--- BEGIN ---

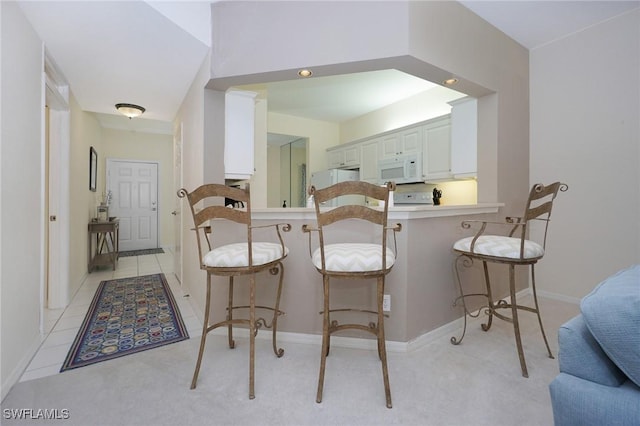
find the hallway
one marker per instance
(62, 325)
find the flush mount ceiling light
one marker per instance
(130, 110)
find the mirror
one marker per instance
(286, 171)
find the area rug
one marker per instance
(126, 316)
(140, 252)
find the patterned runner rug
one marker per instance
(140, 252)
(126, 316)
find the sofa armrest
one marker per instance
(578, 402)
(580, 355)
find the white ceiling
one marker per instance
(148, 53)
(536, 23)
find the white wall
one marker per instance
(321, 134)
(585, 113)
(21, 216)
(192, 117)
(423, 106)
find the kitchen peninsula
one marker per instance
(421, 284)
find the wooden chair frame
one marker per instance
(203, 218)
(377, 216)
(538, 208)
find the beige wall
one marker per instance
(128, 145)
(431, 40)
(21, 183)
(585, 131)
(85, 132)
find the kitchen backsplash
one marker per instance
(459, 192)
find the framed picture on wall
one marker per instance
(93, 169)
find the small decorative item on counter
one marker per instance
(437, 194)
(103, 213)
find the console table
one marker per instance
(103, 243)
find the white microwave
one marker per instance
(401, 169)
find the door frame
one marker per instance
(54, 288)
(177, 212)
(109, 167)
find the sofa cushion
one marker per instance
(580, 355)
(612, 314)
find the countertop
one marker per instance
(399, 212)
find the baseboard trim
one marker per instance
(447, 330)
(22, 365)
(559, 297)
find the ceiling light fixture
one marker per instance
(130, 110)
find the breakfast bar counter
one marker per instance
(421, 284)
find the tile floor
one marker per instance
(62, 325)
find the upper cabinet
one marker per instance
(369, 154)
(406, 141)
(239, 134)
(464, 138)
(436, 149)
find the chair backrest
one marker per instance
(539, 205)
(208, 202)
(377, 215)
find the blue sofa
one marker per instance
(599, 357)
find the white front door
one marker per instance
(134, 192)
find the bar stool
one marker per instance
(352, 260)
(512, 250)
(246, 257)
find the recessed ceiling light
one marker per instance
(130, 110)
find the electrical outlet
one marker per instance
(386, 303)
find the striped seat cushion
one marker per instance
(499, 246)
(353, 257)
(237, 255)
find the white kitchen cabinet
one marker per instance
(369, 153)
(344, 157)
(464, 137)
(239, 134)
(408, 141)
(436, 149)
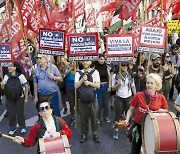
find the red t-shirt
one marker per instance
(139, 102)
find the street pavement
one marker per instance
(107, 146)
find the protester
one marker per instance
(156, 67)
(63, 64)
(141, 105)
(88, 110)
(14, 82)
(48, 126)
(45, 83)
(168, 74)
(175, 60)
(70, 77)
(123, 84)
(103, 93)
(177, 107)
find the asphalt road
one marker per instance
(107, 146)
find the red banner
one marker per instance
(128, 8)
(16, 34)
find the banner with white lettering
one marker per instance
(5, 52)
(51, 41)
(152, 38)
(83, 46)
(119, 47)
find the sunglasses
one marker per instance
(44, 108)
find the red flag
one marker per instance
(166, 5)
(90, 20)
(16, 34)
(4, 29)
(153, 4)
(109, 6)
(79, 8)
(128, 8)
(176, 9)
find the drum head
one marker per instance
(149, 135)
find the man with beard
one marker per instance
(156, 67)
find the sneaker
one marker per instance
(23, 130)
(107, 120)
(83, 138)
(96, 139)
(116, 135)
(65, 110)
(11, 132)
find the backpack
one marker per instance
(13, 88)
(86, 94)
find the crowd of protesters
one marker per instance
(115, 85)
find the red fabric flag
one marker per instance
(16, 34)
(128, 8)
(109, 6)
(176, 9)
(90, 20)
(166, 5)
(153, 4)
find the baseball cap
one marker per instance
(155, 56)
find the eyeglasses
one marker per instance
(44, 108)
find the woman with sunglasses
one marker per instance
(48, 126)
(168, 74)
(123, 84)
(148, 100)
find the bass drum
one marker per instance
(161, 133)
(57, 145)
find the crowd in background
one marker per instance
(118, 83)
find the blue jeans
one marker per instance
(103, 97)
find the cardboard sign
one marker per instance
(119, 45)
(83, 46)
(51, 39)
(154, 37)
(5, 52)
(173, 25)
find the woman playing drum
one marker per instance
(147, 101)
(48, 126)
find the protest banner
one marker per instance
(152, 39)
(120, 47)
(5, 52)
(83, 46)
(51, 42)
(173, 25)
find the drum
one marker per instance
(57, 145)
(161, 133)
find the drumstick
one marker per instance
(6, 136)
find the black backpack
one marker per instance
(86, 94)
(13, 88)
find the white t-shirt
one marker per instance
(95, 76)
(22, 79)
(123, 90)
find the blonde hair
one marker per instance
(157, 79)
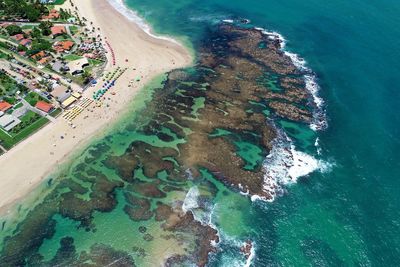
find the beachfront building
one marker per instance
(60, 93)
(53, 14)
(25, 42)
(77, 66)
(43, 106)
(8, 122)
(18, 37)
(4, 106)
(59, 66)
(63, 46)
(57, 31)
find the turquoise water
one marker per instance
(349, 216)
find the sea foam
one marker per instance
(319, 121)
(131, 15)
(284, 165)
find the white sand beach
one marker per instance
(26, 165)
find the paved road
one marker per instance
(74, 86)
(38, 111)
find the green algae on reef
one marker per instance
(128, 196)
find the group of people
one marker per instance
(112, 52)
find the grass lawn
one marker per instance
(10, 140)
(95, 62)
(72, 57)
(27, 27)
(18, 106)
(3, 55)
(73, 29)
(32, 98)
(59, 2)
(55, 112)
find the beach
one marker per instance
(145, 56)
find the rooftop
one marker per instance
(4, 106)
(43, 106)
(57, 30)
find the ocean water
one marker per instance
(343, 213)
(349, 215)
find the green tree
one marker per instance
(32, 14)
(13, 29)
(36, 33)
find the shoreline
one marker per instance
(28, 164)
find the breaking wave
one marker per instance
(284, 165)
(131, 15)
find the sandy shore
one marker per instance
(26, 165)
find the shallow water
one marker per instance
(348, 215)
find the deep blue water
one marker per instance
(350, 215)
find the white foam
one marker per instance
(228, 21)
(191, 198)
(131, 15)
(284, 165)
(319, 117)
(250, 259)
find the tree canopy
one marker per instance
(28, 9)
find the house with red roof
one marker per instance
(38, 55)
(18, 37)
(44, 61)
(4, 106)
(53, 14)
(63, 46)
(25, 42)
(43, 106)
(58, 30)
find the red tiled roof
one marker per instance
(18, 37)
(4, 106)
(57, 30)
(39, 55)
(44, 60)
(25, 42)
(53, 14)
(63, 46)
(43, 106)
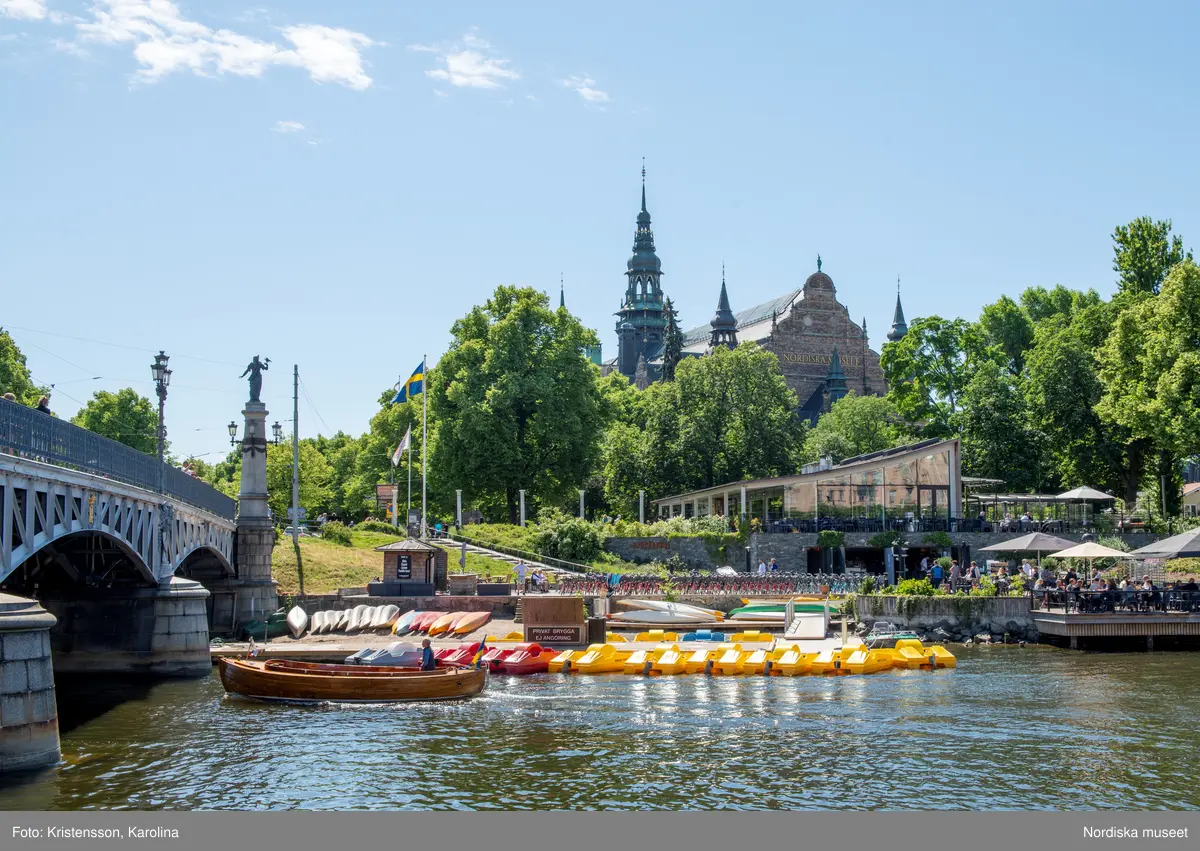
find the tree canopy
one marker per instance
(514, 403)
(124, 417)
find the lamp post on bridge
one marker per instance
(161, 379)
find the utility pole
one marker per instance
(295, 456)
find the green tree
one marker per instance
(341, 451)
(928, 370)
(514, 405)
(1144, 252)
(225, 475)
(1042, 304)
(372, 460)
(855, 425)
(315, 478)
(726, 417)
(124, 417)
(1062, 389)
(1150, 370)
(672, 342)
(1007, 327)
(15, 376)
(994, 425)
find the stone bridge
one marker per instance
(112, 562)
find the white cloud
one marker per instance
(165, 42)
(23, 10)
(586, 88)
(468, 64)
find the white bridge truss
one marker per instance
(43, 503)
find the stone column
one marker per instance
(179, 646)
(256, 532)
(29, 714)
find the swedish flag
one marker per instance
(414, 384)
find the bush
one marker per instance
(987, 588)
(916, 588)
(568, 538)
(336, 533)
(940, 539)
(883, 540)
(376, 526)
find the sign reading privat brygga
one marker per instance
(553, 619)
(555, 635)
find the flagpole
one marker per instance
(425, 454)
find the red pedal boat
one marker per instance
(527, 658)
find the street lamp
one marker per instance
(161, 379)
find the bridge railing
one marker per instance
(30, 433)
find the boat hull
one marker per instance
(310, 683)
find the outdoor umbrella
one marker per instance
(1183, 545)
(1085, 495)
(1035, 541)
(1091, 550)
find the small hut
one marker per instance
(411, 568)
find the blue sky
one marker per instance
(333, 184)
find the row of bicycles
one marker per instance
(697, 583)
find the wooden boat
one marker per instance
(300, 682)
(298, 621)
(471, 622)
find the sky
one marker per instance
(331, 185)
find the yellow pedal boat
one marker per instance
(730, 663)
(601, 659)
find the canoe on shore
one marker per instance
(299, 682)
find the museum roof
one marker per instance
(747, 319)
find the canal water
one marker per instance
(1008, 729)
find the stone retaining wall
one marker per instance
(29, 715)
(961, 617)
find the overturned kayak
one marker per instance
(298, 621)
(299, 682)
(653, 616)
(664, 606)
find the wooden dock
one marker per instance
(1147, 625)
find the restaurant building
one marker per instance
(906, 487)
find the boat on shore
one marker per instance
(300, 682)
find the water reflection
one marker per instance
(1009, 729)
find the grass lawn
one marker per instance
(329, 567)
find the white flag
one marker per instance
(402, 447)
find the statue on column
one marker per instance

--- END ---

● REQUIREMENT
Give exactly the lines from the one with "find the white cloud" to the end of the entries, nothing before them.

● RESPONSE
find the white cloud
one marker per instance
(165, 42)
(23, 10)
(586, 88)
(468, 64)
find the white bridge truss
one marker per instance
(43, 503)
find the stone column
one marker per instance
(179, 646)
(256, 532)
(29, 714)
find the swedish flag
one marker per instance
(414, 384)
find the bush
one marker per instance
(987, 588)
(916, 588)
(568, 538)
(336, 533)
(940, 539)
(883, 540)
(376, 526)
find the sign reading privat brygga
one marker per instance
(553, 619)
(555, 635)
find the flagpole
one marker per instance
(425, 454)
find the red pedal boat
one marker per instance
(527, 658)
find the street lamp
one marker per instance
(161, 379)
find the bridge railing
one marker per instance
(30, 433)
find the boat hull
one marker per instance
(310, 683)
find the outdoor umbrella
one marker per instance
(1183, 545)
(1085, 495)
(1035, 541)
(1091, 550)
find the small hut
one marker per instance
(411, 568)
find the blue sky
one marker per instance
(333, 184)
find the row of bicycles
one marker per instance
(697, 583)
find the wooden boat
one marker per instance
(300, 682)
(298, 621)
(471, 622)
find the sky
one marker per instance
(331, 185)
find the yellow pedal boat
one marker per instance
(730, 663)
(601, 659)
find the canoe on shore
one marker per instance
(299, 682)
find the museum roof
one marker per instance
(747, 319)
find the canal water
one marker per instance
(1008, 729)
find the stone retaining wall
one marker per instance
(29, 715)
(961, 617)
find the overturned kayak
one marker per instance
(298, 621)
(299, 682)
(653, 616)
(664, 606)
find the wooden dock
one marker per instance
(1147, 625)
find the restaurant building
one marker per instance
(906, 487)
find the boat on shore
one marker per instance
(300, 682)
find the water reflection
one marker per instance
(1009, 729)
find the grass lawn
one marker per instance
(329, 567)
find the white flag
one marker per instance
(402, 447)
find the statue on column
one marker per instance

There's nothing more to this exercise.